▶ [PROBLEM DESCRIPTION]: Copy the lines below without any changes, beginning at the line that contains "Check that every instance of the gray sofa" and continuing through the last line.

Stored items

____

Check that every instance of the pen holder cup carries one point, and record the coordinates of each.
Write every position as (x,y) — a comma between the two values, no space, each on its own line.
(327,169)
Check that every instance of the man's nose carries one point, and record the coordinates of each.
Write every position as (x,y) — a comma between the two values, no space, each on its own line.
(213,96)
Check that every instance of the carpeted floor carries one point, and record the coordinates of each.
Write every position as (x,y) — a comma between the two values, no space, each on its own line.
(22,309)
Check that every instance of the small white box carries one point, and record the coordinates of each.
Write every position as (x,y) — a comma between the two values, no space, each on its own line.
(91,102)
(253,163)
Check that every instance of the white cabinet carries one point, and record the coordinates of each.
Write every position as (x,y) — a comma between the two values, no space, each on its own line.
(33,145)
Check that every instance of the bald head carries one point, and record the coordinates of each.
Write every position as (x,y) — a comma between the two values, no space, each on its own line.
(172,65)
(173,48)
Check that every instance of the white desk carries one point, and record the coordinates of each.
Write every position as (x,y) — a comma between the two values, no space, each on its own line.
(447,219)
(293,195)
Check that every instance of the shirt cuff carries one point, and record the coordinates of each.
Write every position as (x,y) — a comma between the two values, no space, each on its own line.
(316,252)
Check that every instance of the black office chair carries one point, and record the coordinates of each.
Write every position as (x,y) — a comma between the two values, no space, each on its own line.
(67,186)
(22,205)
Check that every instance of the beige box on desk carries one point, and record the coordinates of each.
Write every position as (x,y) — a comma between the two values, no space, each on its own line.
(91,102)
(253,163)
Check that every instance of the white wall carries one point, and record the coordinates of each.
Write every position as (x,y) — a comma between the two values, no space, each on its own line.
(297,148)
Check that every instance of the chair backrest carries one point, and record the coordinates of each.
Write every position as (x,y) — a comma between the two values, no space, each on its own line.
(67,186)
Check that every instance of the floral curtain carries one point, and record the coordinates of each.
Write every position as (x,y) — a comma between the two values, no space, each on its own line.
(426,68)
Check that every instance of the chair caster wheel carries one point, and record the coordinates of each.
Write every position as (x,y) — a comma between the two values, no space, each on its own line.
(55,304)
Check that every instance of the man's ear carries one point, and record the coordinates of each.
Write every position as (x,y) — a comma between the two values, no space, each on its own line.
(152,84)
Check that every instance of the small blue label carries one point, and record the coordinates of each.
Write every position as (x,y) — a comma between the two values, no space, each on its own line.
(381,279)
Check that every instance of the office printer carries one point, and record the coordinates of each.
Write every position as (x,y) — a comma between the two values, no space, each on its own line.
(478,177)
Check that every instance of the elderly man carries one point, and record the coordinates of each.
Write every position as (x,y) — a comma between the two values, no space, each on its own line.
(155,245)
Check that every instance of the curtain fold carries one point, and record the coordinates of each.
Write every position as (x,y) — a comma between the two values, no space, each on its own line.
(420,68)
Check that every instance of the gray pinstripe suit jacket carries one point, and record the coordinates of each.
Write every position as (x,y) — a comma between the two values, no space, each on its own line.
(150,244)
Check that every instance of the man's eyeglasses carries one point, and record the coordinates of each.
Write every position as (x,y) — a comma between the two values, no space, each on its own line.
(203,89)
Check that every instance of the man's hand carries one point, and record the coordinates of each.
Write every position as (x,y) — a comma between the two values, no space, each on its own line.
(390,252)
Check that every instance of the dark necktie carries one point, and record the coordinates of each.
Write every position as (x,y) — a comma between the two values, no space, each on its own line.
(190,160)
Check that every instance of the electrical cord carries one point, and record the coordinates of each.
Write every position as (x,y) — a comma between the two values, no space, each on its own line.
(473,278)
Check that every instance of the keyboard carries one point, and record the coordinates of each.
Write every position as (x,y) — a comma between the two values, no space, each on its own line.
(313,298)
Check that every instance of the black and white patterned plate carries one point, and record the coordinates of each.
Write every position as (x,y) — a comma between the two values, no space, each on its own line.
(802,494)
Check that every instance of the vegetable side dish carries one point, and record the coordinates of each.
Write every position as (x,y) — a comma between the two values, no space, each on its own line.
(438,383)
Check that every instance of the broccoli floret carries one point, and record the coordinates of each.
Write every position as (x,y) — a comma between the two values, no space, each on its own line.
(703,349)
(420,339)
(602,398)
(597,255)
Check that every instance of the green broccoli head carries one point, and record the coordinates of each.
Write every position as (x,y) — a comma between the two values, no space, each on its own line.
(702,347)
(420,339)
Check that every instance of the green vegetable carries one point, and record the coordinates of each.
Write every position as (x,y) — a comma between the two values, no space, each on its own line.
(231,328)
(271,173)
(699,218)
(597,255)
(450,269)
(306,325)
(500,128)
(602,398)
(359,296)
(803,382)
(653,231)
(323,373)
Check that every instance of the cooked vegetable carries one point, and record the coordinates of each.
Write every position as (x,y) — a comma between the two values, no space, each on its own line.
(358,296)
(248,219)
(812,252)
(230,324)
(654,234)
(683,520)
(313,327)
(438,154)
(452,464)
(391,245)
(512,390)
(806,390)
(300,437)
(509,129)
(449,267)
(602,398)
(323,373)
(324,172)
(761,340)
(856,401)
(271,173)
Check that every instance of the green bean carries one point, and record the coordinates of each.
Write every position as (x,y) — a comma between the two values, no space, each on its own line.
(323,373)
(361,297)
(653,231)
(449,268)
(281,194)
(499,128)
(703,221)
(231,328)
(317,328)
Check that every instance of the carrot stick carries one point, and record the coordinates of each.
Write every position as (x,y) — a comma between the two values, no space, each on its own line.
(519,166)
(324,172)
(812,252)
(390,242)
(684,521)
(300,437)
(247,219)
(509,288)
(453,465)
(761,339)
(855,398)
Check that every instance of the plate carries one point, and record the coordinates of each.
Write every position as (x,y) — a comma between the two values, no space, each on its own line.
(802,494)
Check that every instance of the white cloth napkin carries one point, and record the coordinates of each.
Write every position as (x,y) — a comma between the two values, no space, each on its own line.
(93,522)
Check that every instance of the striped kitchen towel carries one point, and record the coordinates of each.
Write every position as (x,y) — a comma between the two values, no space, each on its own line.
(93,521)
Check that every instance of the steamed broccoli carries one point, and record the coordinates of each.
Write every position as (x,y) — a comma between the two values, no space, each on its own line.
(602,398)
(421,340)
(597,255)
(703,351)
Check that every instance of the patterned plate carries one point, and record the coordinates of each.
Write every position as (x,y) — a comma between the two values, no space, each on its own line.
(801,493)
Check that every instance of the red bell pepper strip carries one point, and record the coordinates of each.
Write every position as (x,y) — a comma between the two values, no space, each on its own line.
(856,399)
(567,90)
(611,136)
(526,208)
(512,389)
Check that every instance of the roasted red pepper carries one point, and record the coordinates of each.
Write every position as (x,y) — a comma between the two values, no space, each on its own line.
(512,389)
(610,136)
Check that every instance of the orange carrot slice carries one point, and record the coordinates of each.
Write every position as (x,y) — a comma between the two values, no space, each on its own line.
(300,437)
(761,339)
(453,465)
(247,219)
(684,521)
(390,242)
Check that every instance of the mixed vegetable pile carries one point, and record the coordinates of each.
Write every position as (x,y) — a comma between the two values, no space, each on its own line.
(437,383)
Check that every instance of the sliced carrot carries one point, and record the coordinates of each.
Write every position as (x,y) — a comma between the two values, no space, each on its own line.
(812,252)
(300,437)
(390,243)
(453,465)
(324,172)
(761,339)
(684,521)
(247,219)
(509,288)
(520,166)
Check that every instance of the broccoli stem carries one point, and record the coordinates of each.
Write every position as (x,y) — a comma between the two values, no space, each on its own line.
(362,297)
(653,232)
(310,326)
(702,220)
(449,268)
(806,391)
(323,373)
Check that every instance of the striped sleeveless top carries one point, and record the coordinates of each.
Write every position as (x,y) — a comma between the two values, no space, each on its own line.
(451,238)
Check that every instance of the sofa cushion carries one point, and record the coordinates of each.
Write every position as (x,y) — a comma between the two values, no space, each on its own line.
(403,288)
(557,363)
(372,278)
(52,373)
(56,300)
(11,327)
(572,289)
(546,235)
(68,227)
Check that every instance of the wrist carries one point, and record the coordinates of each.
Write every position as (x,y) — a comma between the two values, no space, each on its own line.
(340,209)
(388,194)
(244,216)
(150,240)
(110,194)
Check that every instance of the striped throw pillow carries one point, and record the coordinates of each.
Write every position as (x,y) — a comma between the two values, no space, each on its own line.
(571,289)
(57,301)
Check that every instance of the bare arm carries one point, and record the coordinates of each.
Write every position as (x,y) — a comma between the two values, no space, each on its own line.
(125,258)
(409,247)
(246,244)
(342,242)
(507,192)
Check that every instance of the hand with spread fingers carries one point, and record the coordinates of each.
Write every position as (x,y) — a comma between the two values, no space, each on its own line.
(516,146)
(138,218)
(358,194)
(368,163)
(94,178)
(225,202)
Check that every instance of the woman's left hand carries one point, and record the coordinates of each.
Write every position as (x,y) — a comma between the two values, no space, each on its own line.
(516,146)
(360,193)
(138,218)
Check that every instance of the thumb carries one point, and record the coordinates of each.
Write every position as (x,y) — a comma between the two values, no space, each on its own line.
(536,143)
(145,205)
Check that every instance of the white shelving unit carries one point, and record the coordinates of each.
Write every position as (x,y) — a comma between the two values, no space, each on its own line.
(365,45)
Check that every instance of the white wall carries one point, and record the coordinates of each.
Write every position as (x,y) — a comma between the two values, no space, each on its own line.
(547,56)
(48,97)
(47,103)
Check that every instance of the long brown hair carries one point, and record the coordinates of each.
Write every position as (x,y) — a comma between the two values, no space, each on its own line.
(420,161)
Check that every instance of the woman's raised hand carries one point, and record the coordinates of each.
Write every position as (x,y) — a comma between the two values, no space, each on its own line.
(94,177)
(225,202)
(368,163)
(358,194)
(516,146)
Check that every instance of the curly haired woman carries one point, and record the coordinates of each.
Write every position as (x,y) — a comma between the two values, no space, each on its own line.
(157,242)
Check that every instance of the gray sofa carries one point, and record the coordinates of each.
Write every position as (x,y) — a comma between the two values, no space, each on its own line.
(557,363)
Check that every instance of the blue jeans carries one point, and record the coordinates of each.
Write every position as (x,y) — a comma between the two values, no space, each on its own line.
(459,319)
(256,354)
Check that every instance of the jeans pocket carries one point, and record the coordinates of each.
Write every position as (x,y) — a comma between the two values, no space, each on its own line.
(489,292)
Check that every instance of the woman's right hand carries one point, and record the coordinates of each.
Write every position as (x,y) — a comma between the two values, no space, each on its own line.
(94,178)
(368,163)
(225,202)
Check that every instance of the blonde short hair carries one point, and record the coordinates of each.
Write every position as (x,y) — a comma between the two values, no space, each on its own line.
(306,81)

____

▶ [OUTPUT OF THE EXERCISE]:
Check that every instance of the gray sofa carries one point, and record the coordinates of each.
Write every position as (x,y) — a comma between the two values, no space, each on its own line.
(557,363)
Check that every instance of the blue jeans carries one point, and record the coordinates of each.
Write every position as (x,y) — a comma between the two values, no space, each on its own line.
(459,319)
(256,354)
Check that every instance of the jeans pocket carries one point, and record the coordinates of each.
Write every position as (x,y) — a comma between the two values, no space, each on its own line.
(489,292)
Check that every instance of the woman's right hand carries one point, and record the coordinates of each.
Write every position as (x,y) — a comma between the two values, no space, each on its own line.
(94,178)
(368,163)
(225,202)
Check that every instance of the blonde short hair carries one point, and record the coordinates of each.
Write every position as (x,y) — a comma between the two values, no space, each on its own line.
(306,81)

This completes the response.